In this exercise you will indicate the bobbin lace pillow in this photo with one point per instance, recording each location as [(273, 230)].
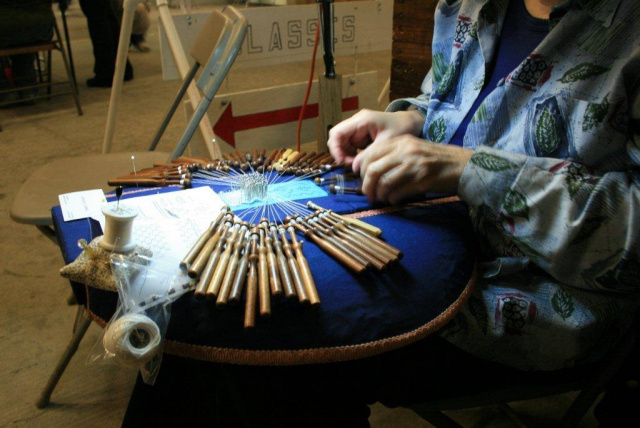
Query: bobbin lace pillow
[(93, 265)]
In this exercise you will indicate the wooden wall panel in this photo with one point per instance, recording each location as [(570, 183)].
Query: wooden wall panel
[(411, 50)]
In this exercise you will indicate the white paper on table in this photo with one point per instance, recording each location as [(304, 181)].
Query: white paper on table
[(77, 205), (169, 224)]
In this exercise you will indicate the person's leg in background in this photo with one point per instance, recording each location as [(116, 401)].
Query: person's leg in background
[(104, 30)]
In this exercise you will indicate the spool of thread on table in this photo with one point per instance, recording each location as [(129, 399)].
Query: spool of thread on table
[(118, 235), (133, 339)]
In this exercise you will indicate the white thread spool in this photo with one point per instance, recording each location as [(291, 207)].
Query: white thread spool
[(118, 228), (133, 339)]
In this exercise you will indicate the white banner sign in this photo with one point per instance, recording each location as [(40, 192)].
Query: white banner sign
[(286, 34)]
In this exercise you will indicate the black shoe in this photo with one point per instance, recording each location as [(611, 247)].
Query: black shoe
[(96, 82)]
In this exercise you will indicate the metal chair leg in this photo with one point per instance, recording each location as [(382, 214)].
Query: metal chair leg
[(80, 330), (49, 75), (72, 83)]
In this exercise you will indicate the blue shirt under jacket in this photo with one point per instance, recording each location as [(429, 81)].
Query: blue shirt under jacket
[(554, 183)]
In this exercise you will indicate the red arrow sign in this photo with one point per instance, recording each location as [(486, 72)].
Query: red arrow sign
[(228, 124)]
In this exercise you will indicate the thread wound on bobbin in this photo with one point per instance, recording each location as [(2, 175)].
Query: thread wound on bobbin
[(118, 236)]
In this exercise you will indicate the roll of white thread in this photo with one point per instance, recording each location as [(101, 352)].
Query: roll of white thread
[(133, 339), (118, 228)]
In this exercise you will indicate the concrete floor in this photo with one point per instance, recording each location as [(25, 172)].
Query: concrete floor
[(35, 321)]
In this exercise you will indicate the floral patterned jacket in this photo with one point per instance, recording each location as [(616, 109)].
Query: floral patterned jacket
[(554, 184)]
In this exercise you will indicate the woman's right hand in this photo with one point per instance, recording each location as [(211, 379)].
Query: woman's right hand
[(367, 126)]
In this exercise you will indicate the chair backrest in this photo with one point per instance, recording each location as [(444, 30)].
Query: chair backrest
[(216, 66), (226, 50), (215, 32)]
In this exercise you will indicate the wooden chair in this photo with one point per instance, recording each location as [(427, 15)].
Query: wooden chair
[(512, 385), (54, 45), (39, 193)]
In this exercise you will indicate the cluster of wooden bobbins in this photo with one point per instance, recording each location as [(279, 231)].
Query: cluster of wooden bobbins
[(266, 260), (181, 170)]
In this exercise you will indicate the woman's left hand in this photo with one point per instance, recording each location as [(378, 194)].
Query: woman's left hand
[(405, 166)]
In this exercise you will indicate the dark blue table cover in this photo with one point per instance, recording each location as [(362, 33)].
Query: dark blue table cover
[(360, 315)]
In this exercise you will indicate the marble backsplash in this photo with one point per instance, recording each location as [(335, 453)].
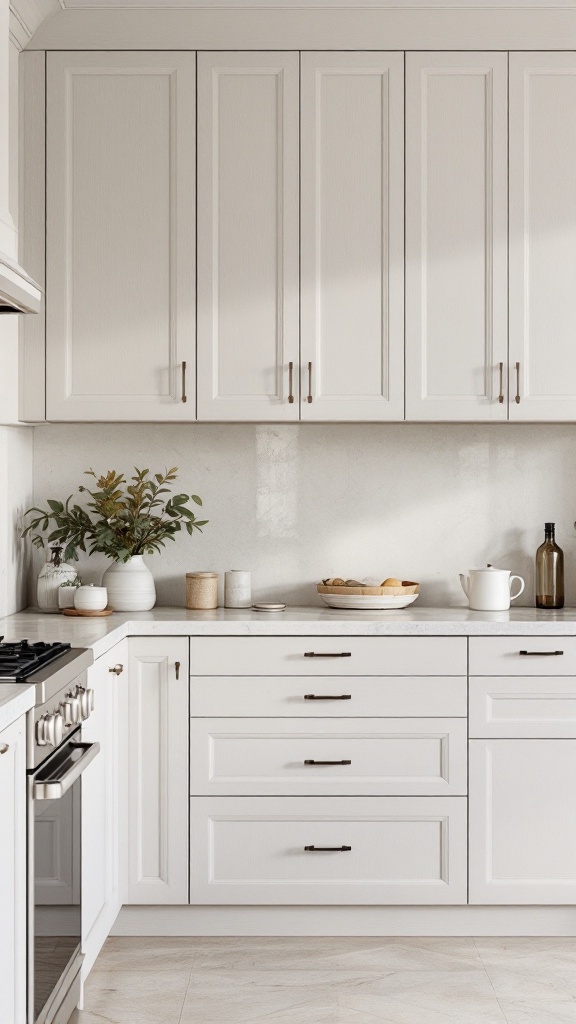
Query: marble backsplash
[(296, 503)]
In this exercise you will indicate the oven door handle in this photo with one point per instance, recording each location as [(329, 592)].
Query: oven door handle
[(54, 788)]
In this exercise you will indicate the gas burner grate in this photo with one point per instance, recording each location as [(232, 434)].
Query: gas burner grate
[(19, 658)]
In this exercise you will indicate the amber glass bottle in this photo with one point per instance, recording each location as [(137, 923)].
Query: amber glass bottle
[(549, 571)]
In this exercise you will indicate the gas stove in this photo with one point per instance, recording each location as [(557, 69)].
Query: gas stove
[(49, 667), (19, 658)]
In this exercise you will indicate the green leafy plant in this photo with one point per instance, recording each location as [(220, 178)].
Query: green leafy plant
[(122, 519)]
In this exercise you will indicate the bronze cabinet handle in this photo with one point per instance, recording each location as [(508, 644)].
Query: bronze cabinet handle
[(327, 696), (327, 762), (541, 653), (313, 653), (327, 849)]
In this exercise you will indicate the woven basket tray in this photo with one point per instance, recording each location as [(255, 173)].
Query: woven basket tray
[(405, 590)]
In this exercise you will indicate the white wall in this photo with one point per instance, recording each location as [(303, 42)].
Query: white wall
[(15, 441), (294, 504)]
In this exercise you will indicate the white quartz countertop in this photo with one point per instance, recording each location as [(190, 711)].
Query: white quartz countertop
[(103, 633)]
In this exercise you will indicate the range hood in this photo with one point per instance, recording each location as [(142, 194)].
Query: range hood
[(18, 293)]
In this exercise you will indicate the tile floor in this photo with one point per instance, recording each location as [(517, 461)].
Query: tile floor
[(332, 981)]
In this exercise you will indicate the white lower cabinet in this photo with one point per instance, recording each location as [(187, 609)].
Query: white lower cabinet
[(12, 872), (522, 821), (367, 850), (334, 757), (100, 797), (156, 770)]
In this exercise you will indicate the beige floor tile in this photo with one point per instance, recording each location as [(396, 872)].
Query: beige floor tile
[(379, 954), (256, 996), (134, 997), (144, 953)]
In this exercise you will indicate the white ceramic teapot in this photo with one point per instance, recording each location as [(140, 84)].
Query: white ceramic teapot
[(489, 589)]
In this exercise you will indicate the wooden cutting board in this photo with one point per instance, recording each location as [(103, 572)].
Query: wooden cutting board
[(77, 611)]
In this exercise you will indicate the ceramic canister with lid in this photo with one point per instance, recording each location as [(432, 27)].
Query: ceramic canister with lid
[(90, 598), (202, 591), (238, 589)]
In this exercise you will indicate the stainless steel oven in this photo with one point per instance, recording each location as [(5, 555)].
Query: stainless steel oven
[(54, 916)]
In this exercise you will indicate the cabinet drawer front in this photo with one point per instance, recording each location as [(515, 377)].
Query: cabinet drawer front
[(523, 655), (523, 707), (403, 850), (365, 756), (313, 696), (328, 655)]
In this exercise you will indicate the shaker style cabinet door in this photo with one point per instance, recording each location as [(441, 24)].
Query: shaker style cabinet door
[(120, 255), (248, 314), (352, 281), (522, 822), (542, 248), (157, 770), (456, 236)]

▶ **AIM OF THE TASK**
Without the pictures, write out the listing exactly as it appears above.

▶ **FINAL ANSWER**
In this exercise you will indicate the bobbin lace pillow in this photo with one point per instance, recording each location as [(273, 230)].
Query: bobbin lace pillow
[(93, 265)]
In this exercise you will indicate the wooden wall panel in this photo with one point per instance, recording each location as [(570, 183)].
Query: wooden wall panel
[(411, 50)]
In this exercise you will indicate the white paper on table in this photo with one point per instance, recording each location as [(304, 181)].
Query: white paper on table
[(77, 205), (169, 224)]
In this exercise you will indicate the person's leg in background in this photo with one point per instance, recording each location as [(116, 401)].
Query: person's leg in background
[(104, 30)]
In this exercise you will indicate the spool of thread on table in this photo with one point per instance, recording each location as [(129, 399)].
Query: spool of thread on table
[(118, 235), (133, 339)]
In this exercise you will indicate the white thread spool in this photo with one point per instance, recording each location as [(291, 207)].
Query: white thread spool
[(118, 228), (133, 339)]
In this exercise you will indicate the white banner sign in this photo with one point per instance, recording each location as [(40, 192)].
Query: white banner sign
[(286, 34)]
In this exercise you will indicate the black shoe in this photo with one point per instance, recording each location as [(611, 247)].
Query: black shoe
[(96, 82)]
In this exercise you will indicate the metal chair leg in this photo with one point per instance, recording each location as [(382, 214)].
Query: metal chair leg
[(80, 330), (49, 75), (72, 83)]
In this exercise you will indicate the blue shirt under jacket in this photo with one point per instance, recording each location as [(429, 81)].
Query: blue shirt under jacket
[(554, 183)]
In this exercise you will indicate the red arrow sign in this photo with one point per instance, recording each location as [(486, 72)].
Query: red arrow sign
[(228, 124)]
In this exercise you will indicate the thread wound on bobbin in this photo with one point per instance, recording each location as [(2, 175)].
Query: thread wound on bobbin
[(118, 236)]
In this exercise you will indicate the roll of white thread in this photo with one point per instance, recording each location as [(101, 352)].
Query: roll of white thread
[(133, 339), (118, 228)]
In this exercise you will indicate the concrete floor in this photo with one point per instance, recording each location as [(25, 172)].
Query: concrete floor
[(35, 321)]
In this exercise you will indicate the floral patterned jacket in this photo with one point per instance, recording each location as [(616, 109)].
Query: floral patterned jacket
[(554, 184)]
In this exercise you will indicate the woman's right hand in this photo with one point per instance, recording each location as [(211, 379)].
Query: woman's right hand
[(367, 126)]
In this exercise you will indicate the chair backrest in this photo with one point per instance, recording each location as [(444, 30)].
Query: chair backrest
[(216, 66), (226, 50), (215, 32)]
In this exercise you will indicate the wooden chair in this photo with one point per instance, recording each location as [(427, 15)].
Query: wooden chair
[(512, 385), (54, 45), (39, 193)]
In this exercise you will indicate the cluster of wooden bobbins in this photo with one point per instance, recording each location as [(279, 231)].
Query: cluster of wooden bobbins
[(266, 260), (181, 170)]
In this exercise you will indicate the woman's left hand in this photo with one point per instance, recording each location as [(378, 194)].
Query: woman's left hand
[(405, 166)]
In this exercise you will indicate the dark blue table cover in this photo with one point per instance, recording each location as [(362, 33)].
Query: dark blue table cover
[(360, 315)]
In this exercise you will indicate the marble backsplash in this photo with one point per instance, recording each location as [(335, 453)].
Query: marble backsplash
[(296, 503)]
In this exercise you will indicate the oven door handle in this photo with one point per instance, recording each location as [(329, 592)].
Query: oven door handle
[(54, 788)]
In this exercise you will indicate the gas burner grate in this photo with one point per instance, recording each location as [(232, 434)].
Query: gas burner grate
[(19, 658)]
In this exercise you will indicate the amber glass bottle in this photo with one point per instance, recording each location as [(137, 923)].
Query: amber glass bottle
[(549, 571)]
In this exercise you will indicate the gas stove in this photo with one point per instance, recording each location as [(557, 69)].
Query: gas stove
[(49, 667), (19, 658)]
In this exercise you will indicate the green leafy plant in this photo with one point per instance, recording each location as [(220, 178)].
Query: green leafy plant
[(122, 519)]
In this exercise you will indicate the bronze cabinet handle in this photo with one point per instance, recording each location as [(508, 644)].
Query: bronze cabinet handle
[(327, 696), (327, 762), (541, 653), (313, 653), (327, 849)]
In this exercise you will indicate the woven basket tray in this photo with one point per instance, recording each location as [(255, 173)].
Query: woven basket tray
[(405, 590)]
In this exercise you will indicate the white wall in this photo with one point per instance, recording each location as [(303, 42)].
Query: white wall
[(15, 441), (294, 504)]
In this exercise you will indicate the white quartz countertop in this photo with one point per instance, recording each location as [(190, 711)].
Query: white quartz countertop
[(103, 633)]
In this exercise you will indicate the range hood in this photo with one point per instance, recording each location as [(142, 194)].
Query: range hood
[(18, 293)]
In this exercise you will indicate the tile floor in this photo with one point per instance, recording each location as [(517, 461)].
Query: tile floor
[(332, 981)]
In this exercise you will indicate the white lower cabinet in this photo with one point per instance, recording each location as [(187, 609)].
Query: white lower cabinet
[(12, 872), (522, 821), (367, 850), (334, 757), (100, 797), (156, 770)]
In this exercise you will indicate the beige floor tile in this photo with one point per instance, recording each location as [(396, 872)].
Query: beige floor tile
[(379, 954), (256, 996), (134, 997), (144, 953)]
In this exercise you will indicate the white ceramic teapot in this photo with one point per instance, recording each location as [(140, 84)].
Query: white ceramic teapot
[(489, 589)]
In this exercise you will indicate the wooden cutting board in this photo with one point per instance, recording each location as [(103, 572)].
Query: wooden cutting board
[(77, 611)]
In this exercise you will indicate the ceramic canister with lid in this photo with one point per instance, recording each location as [(432, 27)].
Query: ceramic canister with lid
[(90, 598), (202, 591), (238, 589)]
In this exercise you will indicate the stainless steel oven in this photo with one point per instance, recording each location as [(5, 555)].
Query: stainless steel oven
[(54, 916)]
In this exercise you will indicate the cabinet drawer front in this photo with one point per instance, recording each location as [(515, 377)].
Query: cabinet drawer front
[(523, 655), (523, 707), (403, 850), (365, 756), (313, 696), (328, 655)]
In this exercise you will indicate the shaker style cabinet door in this photo with one point per instance, recording each location as [(441, 24)].
Query: shaker style cabinet door
[(120, 255), (248, 314), (352, 281), (522, 822), (542, 248), (157, 770), (456, 236)]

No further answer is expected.